:: 文書本文 ::
((

組織の現状を把握するために従業員満足度(ES)を調査してみたは良いものの、課題の抽出・解決に至らず、取り組みが形骸化してしまってはいないだろうか。この記事では形骸化させない従業員満足度の調査、向上までの方法について解説する。

従業員満足度(ES)の定義

従業員満足度(ES)とはどのように定義されるのか、以下で詳しく解説していく。

従業員満足度とは福利厚生・給与・働きがいなど総合的な満足度
従業員満足度(Employee Satisfaction:ES)とは、福利厚生・給与・働きがいなどを含めた組織に対する総合的な従業員の満足度のこと。

従業員満足度が高いほど生産性や顧客満足度が向上すると考えられているため、従業員満足度の向上は企業として取り組むべき施策の1つとして捉えられている。

従業員エンゲージメントは自発的な企業への貢献性
従業員満足度と似た指標として、従業員エンゲージメントというものがある。従業員満足度は言葉の通り、組織に対して満足しているかを表す指標であるのに対し、従業員エンゲージメントは自発的に企業へ貢献する姿勢・意欲を指す。

))

:: 指示 A ::
本文の「従業員満足度とは福利厚生・給与・働きがいなど総合的な満足度」から「へ貢献する姿勢・意欲を指す。」までをすべて、そのまま抜き出してください。
:: 指示 B ::
本文で、従業員満足度に含まれるものとして挙げられている項目をすべて書き出してください。
この資料は本文とは関係がありません。

データセットの項目:
((

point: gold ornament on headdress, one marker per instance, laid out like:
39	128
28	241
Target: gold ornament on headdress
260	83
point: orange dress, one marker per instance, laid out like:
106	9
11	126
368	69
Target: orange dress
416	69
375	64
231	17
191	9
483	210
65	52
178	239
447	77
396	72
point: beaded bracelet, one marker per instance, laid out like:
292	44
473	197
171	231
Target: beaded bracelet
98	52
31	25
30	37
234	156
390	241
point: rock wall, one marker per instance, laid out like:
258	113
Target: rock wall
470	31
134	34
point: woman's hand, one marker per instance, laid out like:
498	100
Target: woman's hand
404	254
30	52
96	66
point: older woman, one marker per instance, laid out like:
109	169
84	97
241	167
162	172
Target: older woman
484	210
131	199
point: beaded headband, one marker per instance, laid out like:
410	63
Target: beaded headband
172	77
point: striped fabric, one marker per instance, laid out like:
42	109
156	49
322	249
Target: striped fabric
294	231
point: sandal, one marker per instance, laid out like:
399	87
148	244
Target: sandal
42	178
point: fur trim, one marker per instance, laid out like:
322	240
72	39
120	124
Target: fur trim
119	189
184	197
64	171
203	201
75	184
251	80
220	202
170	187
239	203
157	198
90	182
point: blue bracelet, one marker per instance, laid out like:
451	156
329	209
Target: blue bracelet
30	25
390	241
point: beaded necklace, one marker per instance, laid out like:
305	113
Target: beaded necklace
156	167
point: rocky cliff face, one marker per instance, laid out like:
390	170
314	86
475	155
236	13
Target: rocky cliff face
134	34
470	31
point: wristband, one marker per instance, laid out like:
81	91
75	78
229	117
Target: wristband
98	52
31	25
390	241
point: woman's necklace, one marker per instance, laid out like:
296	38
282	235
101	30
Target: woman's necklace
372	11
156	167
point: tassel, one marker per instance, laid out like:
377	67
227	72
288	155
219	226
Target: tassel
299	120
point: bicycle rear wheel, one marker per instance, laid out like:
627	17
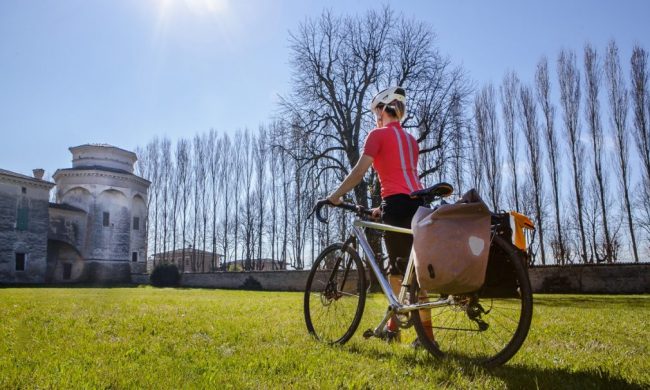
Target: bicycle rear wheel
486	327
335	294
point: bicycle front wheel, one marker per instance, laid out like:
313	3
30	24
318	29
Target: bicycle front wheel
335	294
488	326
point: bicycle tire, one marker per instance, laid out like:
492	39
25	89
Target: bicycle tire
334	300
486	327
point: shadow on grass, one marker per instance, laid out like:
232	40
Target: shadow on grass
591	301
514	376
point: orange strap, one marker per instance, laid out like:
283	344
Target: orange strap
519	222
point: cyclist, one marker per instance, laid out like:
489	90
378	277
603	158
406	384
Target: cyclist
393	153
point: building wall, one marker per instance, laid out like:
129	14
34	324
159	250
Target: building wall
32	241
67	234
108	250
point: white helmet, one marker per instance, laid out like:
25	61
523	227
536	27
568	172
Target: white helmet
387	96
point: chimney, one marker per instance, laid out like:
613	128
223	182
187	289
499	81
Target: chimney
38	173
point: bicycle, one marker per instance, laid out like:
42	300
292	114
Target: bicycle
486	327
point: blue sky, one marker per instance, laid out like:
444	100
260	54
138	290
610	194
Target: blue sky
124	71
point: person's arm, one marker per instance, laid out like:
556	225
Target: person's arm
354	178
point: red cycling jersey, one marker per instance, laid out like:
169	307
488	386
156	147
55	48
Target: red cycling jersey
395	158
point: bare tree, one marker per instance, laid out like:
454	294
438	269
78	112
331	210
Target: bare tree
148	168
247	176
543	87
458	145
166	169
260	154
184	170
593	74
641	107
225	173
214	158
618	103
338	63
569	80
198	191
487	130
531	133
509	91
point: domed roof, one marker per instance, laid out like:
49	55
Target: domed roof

))

:: 出力 A ::
従業員満足度とは福利厚生・給与・働きがいなど総合的な満足度
従業員満足度(Employee Satisfaction:ES)とは、福利厚生・給与・働きがいなどを含めた組織に対する総合的な従業員の満足度のこと。

従業員満足度が高いほど生産性や顧客満足度が向上すると考えられているため、従業員満足度の向上は企業として取り組むべき施策の1つとして捉えられている。

従業員エンゲージメントは自発的な企業への貢献性
従業員満足度と似た指標として、従業員エンゲージメントというものがある。従業員満足度は言葉の通り、組織に対して満足しているかを表す指標であるのに対し、従業員エンゲージメントは自発的に企業へ貢献する姿勢・意欲を指す。

:: 出力 B ::
福利厚生、給与、働きがい